Directive: Please report every line below that contains the word "gate", copying each one in full.

Data for the task:
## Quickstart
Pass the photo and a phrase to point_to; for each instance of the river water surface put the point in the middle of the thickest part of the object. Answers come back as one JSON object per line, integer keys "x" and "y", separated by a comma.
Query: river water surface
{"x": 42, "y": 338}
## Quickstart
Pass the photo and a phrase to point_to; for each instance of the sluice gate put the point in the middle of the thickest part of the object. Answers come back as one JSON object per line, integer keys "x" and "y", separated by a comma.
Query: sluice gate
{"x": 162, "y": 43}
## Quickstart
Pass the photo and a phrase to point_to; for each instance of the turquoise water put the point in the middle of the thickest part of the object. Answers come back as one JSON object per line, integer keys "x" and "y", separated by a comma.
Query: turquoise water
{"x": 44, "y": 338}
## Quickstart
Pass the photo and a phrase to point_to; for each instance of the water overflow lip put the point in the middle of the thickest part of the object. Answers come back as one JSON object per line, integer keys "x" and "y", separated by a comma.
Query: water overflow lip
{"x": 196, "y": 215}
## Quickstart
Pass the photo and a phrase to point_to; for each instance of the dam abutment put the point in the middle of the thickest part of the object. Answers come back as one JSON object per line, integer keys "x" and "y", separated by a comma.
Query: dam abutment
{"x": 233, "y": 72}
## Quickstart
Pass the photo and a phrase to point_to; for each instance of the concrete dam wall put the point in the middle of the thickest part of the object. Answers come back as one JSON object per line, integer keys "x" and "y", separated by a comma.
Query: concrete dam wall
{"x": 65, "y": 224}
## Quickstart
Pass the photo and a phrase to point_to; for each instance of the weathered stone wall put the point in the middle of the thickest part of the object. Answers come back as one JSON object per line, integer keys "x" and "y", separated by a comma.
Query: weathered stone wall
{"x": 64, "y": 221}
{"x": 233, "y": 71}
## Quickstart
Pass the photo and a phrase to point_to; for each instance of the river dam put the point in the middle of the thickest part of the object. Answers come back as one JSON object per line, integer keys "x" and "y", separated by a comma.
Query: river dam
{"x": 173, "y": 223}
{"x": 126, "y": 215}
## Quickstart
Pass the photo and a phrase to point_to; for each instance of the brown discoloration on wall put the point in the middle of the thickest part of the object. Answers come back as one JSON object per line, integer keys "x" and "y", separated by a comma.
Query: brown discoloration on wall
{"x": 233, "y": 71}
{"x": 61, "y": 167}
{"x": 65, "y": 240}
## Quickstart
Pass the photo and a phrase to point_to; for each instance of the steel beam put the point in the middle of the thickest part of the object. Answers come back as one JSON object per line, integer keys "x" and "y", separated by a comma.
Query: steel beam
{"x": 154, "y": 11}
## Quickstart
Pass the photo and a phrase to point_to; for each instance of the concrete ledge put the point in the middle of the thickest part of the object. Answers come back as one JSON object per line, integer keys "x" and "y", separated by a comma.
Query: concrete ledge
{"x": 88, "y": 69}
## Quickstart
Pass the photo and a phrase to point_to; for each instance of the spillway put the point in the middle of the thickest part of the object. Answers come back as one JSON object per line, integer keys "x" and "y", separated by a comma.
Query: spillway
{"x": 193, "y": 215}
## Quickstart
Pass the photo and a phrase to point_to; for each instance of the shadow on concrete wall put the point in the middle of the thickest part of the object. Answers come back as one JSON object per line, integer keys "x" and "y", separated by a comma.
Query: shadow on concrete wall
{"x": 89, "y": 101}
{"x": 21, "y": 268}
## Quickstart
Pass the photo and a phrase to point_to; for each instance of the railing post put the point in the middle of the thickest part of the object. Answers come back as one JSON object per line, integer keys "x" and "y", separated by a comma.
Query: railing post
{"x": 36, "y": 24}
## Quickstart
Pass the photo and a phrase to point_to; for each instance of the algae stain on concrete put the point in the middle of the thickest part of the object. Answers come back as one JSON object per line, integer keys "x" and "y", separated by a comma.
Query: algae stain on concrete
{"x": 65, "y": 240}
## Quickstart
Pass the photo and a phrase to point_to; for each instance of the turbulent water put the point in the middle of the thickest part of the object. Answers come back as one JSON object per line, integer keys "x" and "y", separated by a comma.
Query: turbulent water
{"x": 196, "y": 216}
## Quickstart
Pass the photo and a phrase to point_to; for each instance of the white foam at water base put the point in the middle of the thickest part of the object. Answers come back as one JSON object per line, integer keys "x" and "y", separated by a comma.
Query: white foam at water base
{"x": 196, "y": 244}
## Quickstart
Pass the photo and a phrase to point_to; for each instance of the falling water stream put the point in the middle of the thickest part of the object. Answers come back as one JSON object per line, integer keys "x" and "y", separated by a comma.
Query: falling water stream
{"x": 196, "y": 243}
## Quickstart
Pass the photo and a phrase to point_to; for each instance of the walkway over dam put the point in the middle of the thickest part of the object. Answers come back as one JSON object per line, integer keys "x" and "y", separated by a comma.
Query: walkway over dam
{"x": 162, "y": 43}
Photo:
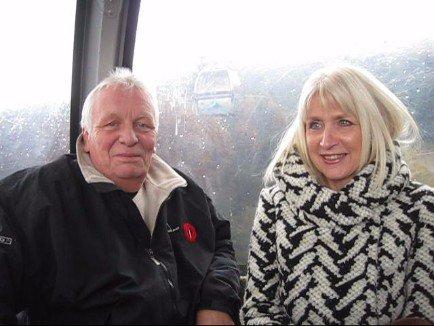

Written solution:
Pass the photo and a phrase to point_to; for each instance of the sluice gate put the point in the middle of the thickest part of the object. Answers come back as one JSON object per line, integer keys "x" and "y", separated by a comma.
Query: sluice gate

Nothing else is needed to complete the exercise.